> **Work instructions**:
a) According to the student spotlight, where did Trillo-Ordonez contract tuberculosis as a child?
b) Revise the student spotlight by writing it out starting with "By Joan Kimani" and going on through "loss and caregiving.", with "Student Stories" changed to "Student Profiles".

##### Excerpt to read

Student Spotlight: Yesel Trillo-Ordonez MS’GH’25

After overcoming the odds and many obstacles, Trillo-Ordonez is on track toward her dream of becoming a doctor.

Yesel Trillo-Ordonez

By Joan Kimani

Published May 2, 2024, last updated on May 13, 2024 under Student Stories

For Yesel Trillo-Ordonez, the path into global health and medicine has been deeply influenced by her own experiences with disease, loss and caregiving. 

Trillo-Ordonez, who is finishing her first year in the Duke Master of Science in Global Health program, contracted tuberculosis as a child in Chihuahua, Mexico, an experience that taught her about the complexities of medical treatment.  She recalls the difficulty of taking medication as a child, which often had to be concealed in food.

A more tragic lesson came in 2018, when she lost her sister to complications from opioid use. This led Trillo-Ordonez to work with a community organization to develop educational materials about harm reduction. And then, in the midst of the COVID-19 pandemic, her partner was diagnosed with cancer. As his primary caregiver, Trillo-Ordonez had to navigate the obstacles of cancer treatment during a global health crisis. He recovered fully and is in good health.

##########
##### Record excerpts

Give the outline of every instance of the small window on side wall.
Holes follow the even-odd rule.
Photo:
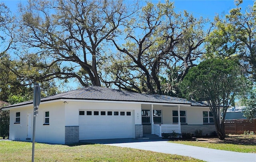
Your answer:
[[[84,111],[79,111],[79,115],[84,115]]]
[[[18,112],[16,113],[15,123],[20,123],[20,112]]]
[[[50,112],[45,111],[44,112],[44,124],[49,125],[50,124]]]

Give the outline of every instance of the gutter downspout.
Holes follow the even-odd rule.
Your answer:
[[[180,106],[178,106],[178,123],[179,125],[179,133],[181,133],[181,130],[180,129]]]
[[[154,134],[154,120],[153,118],[153,105],[151,105],[151,134]]]

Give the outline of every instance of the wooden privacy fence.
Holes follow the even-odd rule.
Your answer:
[[[248,119],[225,120],[226,134],[241,134],[245,131],[256,132],[256,119],[252,122]]]

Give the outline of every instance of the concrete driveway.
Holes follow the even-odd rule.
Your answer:
[[[207,162],[256,162],[256,154],[233,152],[185,145],[169,142],[166,141],[125,139],[86,140],[81,142],[176,154],[190,156]]]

##########

> **Answer set**:
a) In Chihuahua, Mexico.

b)
By Joan Kimani

Published May 2, 2024, last updated on May 13, 2024 under Student Profiles

For Yesel Trillo-Ordonez, the path into global health and medicine has been deeply influenced by her own experiences with disease, loss and caregiving.